Source data

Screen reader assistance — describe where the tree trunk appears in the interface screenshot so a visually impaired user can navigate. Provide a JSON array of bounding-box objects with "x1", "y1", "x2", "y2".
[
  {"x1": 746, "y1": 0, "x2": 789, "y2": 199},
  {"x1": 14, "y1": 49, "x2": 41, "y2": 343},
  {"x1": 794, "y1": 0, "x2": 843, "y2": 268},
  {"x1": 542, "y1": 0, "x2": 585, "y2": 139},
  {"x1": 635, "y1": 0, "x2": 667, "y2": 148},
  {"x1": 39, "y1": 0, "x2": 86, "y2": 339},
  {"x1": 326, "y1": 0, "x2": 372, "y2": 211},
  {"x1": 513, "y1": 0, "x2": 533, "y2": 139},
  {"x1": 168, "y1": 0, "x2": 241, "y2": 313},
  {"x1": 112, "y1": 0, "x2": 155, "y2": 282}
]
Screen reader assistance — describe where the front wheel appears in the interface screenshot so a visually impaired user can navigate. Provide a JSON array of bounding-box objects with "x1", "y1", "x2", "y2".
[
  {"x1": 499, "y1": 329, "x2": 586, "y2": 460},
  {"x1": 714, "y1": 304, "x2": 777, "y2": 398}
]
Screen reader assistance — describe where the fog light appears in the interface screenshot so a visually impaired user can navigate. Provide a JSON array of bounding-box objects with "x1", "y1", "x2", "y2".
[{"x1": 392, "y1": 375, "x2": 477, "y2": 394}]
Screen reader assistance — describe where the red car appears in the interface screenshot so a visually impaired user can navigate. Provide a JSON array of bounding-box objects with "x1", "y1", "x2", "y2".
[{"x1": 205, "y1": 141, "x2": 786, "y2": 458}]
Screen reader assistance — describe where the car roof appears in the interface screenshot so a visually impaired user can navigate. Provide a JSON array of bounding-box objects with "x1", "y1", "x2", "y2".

- ABOUT THIS EXERCISE:
The entries shown above must be reproduced in full, exactly as written.

- OUTPUT FOR THIS TASK:
Screen reader assistance — describe where the tree trunk appears in the interface screenshot so a visually impaired user can navigate. Provide a JSON array of bounding-box objects with "x1", "y1", "x2", "y2".
[
  {"x1": 746, "y1": 0, "x2": 789, "y2": 199},
  {"x1": 14, "y1": 49, "x2": 41, "y2": 343},
  {"x1": 794, "y1": 0, "x2": 843, "y2": 268},
  {"x1": 542, "y1": 0, "x2": 585, "y2": 139},
  {"x1": 635, "y1": 0, "x2": 667, "y2": 148},
  {"x1": 39, "y1": 0, "x2": 86, "y2": 339},
  {"x1": 326, "y1": 0, "x2": 372, "y2": 211},
  {"x1": 513, "y1": 0, "x2": 533, "y2": 139},
  {"x1": 168, "y1": 0, "x2": 241, "y2": 313},
  {"x1": 112, "y1": 0, "x2": 155, "y2": 282}
]
Screen reader assistance — describe where the front wheel appears in the interface screenshot so a visually impaired user can navigate. Provide a JSON array of bounding-box objects with "x1", "y1", "x2", "y2".
[
  {"x1": 499, "y1": 329, "x2": 586, "y2": 460},
  {"x1": 714, "y1": 304, "x2": 777, "y2": 398}
]
Screen reader assistance — describe where the fog light appears in the interface screenshot so a visually impaired user can navigate. Provide a JSON array of bounding-box objects with "x1", "y1", "x2", "y2".
[{"x1": 392, "y1": 375, "x2": 477, "y2": 394}]
Screen reader assistance — describe where the red car appears in the interface screenshot so a visually impaired user can navigate. Provide a JSON array of bounding-box objects with "x1", "y1", "x2", "y2".
[{"x1": 205, "y1": 141, "x2": 786, "y2": 458}]
Screen reader assistance — describe where the car roof appears in the interface screenshot so a visually impaired user can navigate. Provide a JSON array of bounding-box objects with "x1", "y1", "x2", "y2".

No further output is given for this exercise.